* Recorded information
◇ ◇ ◇

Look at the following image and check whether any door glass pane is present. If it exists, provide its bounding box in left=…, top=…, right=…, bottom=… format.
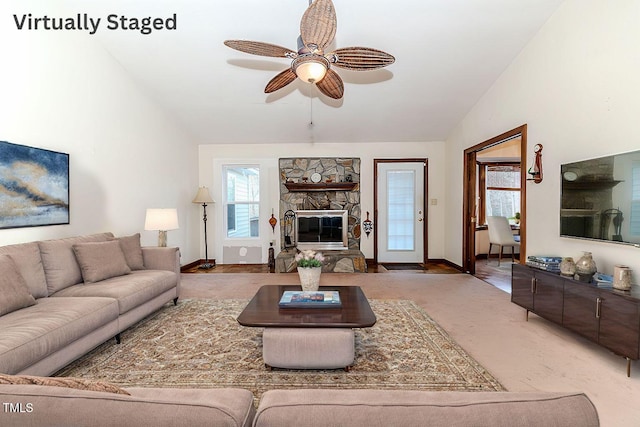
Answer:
left=387, top=170, right=416, bottom=251
left=224, top=166, right=260, bottom=238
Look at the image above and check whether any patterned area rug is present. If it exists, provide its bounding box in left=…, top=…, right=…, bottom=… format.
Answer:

◇ ◇ ◇

* Problem to solve
Render every line of the entries above as a numbered list, skipping blank lines and leaving out the pictures.

* The output
1. Look at the following image and check whether any door glass pane is present. If it exists, provide its bounding box in left=…, top=…, right=…, bottom=… format.
2. Answer:
3. left=387, top=170, right=416, bottom=251
4. left=224, top=166, right=260, bottom=238
5. Look at the image above and check whether any patterned area rug is present. If it exists, provide its bounding box in left=…, top=…, right=…, bottom=… format.
6. Answer:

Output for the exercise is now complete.